■ **EXERCISE DESCRIPTION**: Reproduce the stretch of the records from the line containing "Target: green tree" through the line containing "xmin=719 ymin=305 xmax=800 ymax=397", both lines included. Multiply every box coordinate in the answers by 1.8 and round each result to a whole number, rounding halves up, while leaving the requests and their format samples unchanged.

start AVAILABLE RECORDS

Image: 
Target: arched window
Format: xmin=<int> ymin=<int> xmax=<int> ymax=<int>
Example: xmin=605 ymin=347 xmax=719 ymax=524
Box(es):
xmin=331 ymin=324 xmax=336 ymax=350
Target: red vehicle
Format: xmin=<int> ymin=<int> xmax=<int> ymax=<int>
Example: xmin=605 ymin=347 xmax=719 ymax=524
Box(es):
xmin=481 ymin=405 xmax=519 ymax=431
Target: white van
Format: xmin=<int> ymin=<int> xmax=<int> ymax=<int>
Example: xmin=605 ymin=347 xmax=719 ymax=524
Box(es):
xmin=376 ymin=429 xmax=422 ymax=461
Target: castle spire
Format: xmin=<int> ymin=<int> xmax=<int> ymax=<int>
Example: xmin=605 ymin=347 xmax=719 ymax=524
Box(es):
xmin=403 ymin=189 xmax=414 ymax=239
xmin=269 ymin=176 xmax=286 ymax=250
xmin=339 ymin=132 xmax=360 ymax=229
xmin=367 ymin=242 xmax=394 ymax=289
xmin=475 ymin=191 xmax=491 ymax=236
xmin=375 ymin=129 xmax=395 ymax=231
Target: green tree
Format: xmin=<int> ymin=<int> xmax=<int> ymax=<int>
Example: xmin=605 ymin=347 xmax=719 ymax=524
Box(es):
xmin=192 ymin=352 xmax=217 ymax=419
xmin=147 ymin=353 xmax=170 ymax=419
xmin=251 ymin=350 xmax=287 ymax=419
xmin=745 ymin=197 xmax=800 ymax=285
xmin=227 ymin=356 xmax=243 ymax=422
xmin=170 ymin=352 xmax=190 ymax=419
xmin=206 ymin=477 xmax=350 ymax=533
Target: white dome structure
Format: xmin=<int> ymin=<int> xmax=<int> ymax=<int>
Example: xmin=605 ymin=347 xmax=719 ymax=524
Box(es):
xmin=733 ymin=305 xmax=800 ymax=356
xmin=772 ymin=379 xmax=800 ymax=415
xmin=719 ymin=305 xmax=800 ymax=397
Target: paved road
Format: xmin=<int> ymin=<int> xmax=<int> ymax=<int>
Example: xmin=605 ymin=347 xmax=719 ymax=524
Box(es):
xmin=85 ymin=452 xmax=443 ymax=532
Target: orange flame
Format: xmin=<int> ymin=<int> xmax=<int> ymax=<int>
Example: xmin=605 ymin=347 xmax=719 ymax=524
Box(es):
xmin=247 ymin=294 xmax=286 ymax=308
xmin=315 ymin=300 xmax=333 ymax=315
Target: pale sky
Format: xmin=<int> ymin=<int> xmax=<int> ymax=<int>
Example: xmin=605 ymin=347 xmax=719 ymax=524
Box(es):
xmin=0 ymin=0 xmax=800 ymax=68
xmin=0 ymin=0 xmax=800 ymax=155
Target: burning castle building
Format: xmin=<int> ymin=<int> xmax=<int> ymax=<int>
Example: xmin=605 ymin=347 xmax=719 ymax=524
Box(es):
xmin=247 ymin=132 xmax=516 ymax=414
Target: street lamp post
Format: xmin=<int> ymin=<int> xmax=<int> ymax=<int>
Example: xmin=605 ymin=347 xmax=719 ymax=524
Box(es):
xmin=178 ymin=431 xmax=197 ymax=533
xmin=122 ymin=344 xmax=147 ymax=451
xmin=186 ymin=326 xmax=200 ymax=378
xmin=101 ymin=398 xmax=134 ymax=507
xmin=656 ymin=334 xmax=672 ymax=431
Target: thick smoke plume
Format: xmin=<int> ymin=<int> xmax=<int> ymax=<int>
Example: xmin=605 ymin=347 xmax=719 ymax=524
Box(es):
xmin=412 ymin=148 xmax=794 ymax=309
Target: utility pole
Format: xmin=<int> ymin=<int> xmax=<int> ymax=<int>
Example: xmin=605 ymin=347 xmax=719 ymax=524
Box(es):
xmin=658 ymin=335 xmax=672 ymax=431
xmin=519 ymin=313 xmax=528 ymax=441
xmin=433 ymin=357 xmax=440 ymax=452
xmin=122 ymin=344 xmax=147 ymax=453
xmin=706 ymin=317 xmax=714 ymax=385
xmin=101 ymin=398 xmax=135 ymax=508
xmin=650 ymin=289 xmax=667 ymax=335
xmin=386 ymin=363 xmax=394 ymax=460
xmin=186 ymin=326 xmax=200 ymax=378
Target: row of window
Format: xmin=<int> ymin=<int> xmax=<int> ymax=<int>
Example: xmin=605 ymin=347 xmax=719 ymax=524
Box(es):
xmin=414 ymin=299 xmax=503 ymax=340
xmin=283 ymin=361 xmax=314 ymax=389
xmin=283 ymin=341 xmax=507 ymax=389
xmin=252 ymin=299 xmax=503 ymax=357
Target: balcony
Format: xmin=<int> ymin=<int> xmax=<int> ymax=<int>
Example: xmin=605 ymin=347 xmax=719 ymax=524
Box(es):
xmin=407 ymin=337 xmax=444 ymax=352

end AVAILABLE RECORDS

■ **RESULT OF THIS EXERCISE**:
Target: green tree
Format: xmin=<int> ymin=<int> xmax=<int> ymax=<int>
Example: xmin=605 ymin=347 xmax=719 ymax=524
Box(es):
xmin=346 ymin=634 xmax=391 ymax=754
xmin=265 ymin=635 xmax=306 ymax=754
xmin=452 ymin=630 xmax=517 ymax=754
xmin=1341 ymin=355 xmax=1440 ymax=513
xmin=409 ymin=641 xmax=437 ymax=760
xmin=306 ymin=634 xmax=342 ymax=754
xmin=371 ymin=859 xmax=630 ymax=959
Target: white dome structure
Format: xmin=<int> ymin=<int> xmax=<int> ymax=<int>
Example: xmin=605 ymin=347 xmax=719 ymax=524
Box(es):
xmin=1319 ymin=549 xmax=1440 ymax=641
xmin=1390 ymin=682 xmax=1440 ymax=747
xmin=1294 ymin=549 xmax=1440 ymax=715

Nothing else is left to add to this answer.